** Problem to work on **
Scan the entries that follow and work out how many lines contain "evergreen". Give the number and nothing else.
———
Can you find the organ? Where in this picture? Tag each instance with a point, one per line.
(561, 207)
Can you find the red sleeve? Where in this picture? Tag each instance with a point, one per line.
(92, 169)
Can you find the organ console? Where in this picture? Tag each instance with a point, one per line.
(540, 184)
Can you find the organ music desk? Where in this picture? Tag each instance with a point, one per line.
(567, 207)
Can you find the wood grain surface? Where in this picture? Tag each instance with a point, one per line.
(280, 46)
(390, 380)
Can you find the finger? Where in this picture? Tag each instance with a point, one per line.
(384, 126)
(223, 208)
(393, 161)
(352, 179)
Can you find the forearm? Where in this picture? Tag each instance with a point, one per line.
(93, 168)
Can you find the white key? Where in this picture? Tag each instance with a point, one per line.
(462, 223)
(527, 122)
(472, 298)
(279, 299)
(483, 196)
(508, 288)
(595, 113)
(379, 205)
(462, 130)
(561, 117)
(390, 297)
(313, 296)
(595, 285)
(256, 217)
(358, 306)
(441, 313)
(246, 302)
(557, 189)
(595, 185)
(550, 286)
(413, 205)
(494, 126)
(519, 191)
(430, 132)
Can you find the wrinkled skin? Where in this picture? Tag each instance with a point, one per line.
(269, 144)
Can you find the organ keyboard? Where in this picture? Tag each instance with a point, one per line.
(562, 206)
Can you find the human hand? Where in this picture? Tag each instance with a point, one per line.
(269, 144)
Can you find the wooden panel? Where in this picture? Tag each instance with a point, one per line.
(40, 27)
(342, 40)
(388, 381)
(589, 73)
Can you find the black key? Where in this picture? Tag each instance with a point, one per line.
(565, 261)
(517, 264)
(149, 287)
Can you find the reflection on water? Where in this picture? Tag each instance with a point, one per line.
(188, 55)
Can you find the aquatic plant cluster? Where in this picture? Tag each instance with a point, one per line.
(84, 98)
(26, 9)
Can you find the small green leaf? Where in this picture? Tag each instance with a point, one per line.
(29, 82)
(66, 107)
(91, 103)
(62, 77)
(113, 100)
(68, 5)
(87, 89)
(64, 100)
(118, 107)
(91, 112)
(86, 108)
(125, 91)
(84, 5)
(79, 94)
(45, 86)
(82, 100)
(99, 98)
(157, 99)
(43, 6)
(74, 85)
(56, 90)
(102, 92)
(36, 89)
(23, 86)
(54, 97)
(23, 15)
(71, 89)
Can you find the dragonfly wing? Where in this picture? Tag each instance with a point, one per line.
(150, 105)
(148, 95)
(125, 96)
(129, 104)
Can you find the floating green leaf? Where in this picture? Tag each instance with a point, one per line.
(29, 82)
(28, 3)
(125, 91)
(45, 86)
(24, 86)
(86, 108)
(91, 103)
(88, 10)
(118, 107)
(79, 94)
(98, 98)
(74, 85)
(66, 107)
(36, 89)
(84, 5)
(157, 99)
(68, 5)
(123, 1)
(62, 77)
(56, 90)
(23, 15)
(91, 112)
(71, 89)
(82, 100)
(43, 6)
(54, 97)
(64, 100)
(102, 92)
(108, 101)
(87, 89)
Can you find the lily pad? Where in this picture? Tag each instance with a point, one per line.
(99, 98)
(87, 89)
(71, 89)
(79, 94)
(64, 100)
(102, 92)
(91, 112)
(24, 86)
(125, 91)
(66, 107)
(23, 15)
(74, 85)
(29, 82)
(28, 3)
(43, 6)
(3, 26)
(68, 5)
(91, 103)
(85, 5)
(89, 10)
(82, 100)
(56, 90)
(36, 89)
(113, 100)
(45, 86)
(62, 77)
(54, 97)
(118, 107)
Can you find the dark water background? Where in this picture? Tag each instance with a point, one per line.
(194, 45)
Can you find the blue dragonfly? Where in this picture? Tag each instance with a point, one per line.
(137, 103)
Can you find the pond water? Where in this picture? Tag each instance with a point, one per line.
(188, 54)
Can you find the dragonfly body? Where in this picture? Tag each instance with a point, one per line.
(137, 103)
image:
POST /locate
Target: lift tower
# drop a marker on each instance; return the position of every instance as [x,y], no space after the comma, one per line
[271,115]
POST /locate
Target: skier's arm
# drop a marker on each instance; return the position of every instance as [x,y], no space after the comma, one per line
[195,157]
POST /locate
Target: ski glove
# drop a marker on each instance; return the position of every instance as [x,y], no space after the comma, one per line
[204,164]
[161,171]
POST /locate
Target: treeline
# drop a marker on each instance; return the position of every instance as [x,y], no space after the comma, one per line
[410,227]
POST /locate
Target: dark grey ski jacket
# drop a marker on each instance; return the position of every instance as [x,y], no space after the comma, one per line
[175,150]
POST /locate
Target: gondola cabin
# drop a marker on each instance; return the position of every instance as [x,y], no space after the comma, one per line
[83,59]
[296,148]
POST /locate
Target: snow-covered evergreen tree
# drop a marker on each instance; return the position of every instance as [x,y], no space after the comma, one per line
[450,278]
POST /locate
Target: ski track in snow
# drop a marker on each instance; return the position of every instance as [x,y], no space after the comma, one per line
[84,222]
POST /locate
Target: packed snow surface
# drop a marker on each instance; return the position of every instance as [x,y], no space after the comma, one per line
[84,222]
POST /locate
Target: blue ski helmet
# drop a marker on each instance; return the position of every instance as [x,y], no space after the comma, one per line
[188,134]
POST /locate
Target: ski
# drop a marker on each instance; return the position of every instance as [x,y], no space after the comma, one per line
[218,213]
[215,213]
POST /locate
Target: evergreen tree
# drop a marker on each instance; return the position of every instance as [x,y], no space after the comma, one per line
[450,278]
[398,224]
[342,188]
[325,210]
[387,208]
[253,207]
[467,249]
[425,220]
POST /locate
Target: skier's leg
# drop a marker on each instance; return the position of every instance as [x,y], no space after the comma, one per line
———
** Response box **
2